Object location entries for images:

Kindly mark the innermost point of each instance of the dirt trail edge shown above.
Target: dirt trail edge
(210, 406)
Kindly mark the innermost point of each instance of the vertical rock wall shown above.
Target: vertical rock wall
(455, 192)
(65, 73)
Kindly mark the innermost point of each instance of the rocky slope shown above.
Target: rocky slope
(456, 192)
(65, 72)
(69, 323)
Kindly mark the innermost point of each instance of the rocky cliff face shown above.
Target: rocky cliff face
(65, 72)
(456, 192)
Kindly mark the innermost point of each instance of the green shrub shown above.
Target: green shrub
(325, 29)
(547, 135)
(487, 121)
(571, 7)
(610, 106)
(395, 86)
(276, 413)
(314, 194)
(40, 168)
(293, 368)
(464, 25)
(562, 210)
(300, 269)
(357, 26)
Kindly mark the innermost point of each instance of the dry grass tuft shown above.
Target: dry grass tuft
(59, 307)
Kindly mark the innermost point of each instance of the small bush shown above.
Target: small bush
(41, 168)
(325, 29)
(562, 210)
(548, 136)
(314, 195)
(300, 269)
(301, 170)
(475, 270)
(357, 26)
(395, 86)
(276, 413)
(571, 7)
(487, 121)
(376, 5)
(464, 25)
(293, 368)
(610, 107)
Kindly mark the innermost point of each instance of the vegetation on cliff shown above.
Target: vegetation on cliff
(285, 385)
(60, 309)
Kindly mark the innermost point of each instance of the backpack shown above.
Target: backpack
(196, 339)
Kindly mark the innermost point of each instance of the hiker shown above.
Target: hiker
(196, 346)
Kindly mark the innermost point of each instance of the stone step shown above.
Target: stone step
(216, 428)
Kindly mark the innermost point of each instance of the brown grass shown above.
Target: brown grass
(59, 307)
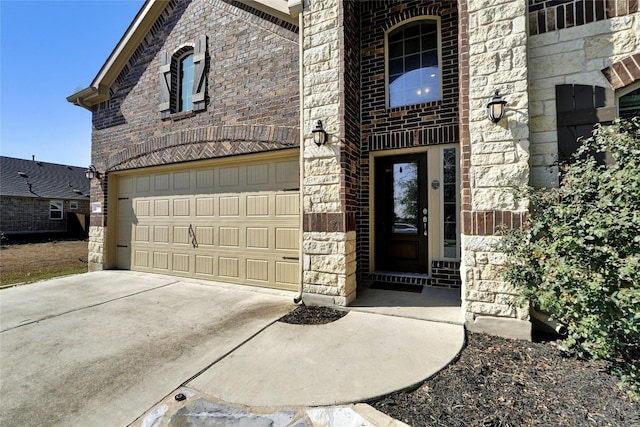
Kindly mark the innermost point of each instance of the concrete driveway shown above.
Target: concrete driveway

## The request
Starting with the line that contains "Kindly mark the innermost point of each instance of the stone" and going on through the end of the rows, write out every line again, requests included, with each coordinate in the answers offset by -17. Leave the pictures out of your answer.

## The completed task
Kindly mark the innermost point of each instance of the stone step shown above.
Target: stone step
(199, 411)
Kindly mark the innermost point of each instance of the brown grass shown above.
Target: brown grass
(42, 290)
Kindly mark the innermost point of each instance of the concrete driveway shown above.
Target: concrete driveway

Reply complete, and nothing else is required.